» **DIRECTIONS FOR THIS TASK**:
Which lines of the records below contain the string "light", matching case exactly? Copy each of those lines.

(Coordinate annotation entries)
╭──

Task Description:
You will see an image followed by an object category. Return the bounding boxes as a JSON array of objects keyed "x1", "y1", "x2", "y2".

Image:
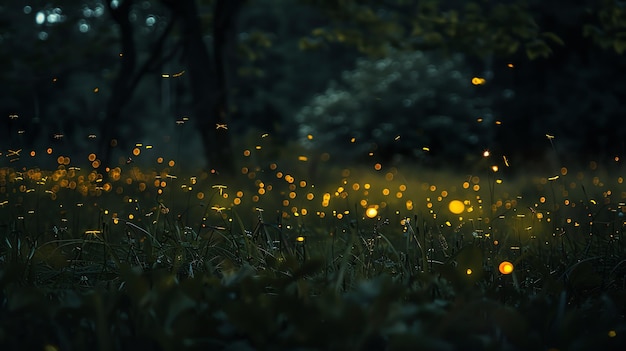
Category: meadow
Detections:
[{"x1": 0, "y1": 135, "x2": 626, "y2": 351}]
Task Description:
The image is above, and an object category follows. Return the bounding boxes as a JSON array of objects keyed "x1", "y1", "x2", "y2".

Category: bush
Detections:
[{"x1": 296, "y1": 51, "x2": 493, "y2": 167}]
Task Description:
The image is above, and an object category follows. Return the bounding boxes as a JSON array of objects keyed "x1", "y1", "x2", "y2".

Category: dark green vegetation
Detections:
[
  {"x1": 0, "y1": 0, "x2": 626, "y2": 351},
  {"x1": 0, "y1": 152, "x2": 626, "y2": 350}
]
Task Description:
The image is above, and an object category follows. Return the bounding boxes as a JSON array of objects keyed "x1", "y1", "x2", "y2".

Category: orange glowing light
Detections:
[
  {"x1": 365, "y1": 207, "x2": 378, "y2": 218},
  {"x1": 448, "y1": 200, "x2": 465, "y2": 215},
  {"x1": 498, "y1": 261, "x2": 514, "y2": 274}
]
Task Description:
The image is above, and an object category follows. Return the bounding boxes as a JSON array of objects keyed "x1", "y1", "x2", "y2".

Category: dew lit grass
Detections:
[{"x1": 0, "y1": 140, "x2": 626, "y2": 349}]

╰──
╭──

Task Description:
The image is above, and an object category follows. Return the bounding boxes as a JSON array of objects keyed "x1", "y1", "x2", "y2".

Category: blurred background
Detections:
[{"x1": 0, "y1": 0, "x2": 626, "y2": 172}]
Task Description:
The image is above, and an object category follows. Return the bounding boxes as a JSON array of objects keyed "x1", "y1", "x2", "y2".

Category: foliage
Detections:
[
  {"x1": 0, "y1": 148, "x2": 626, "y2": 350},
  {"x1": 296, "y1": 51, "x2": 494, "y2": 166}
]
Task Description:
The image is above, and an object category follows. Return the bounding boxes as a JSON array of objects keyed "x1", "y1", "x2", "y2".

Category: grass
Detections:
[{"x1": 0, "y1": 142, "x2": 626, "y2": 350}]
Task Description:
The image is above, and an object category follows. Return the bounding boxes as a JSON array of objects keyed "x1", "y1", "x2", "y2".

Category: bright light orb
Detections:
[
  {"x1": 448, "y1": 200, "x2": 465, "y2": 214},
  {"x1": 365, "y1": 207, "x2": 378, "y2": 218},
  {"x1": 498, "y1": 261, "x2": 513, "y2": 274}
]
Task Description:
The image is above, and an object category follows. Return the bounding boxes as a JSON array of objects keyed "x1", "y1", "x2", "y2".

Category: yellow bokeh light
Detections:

╰──

» **TASK ANSWER**:
Category: orange glowing light
Category: bright light orb
Category: yellow bokeh light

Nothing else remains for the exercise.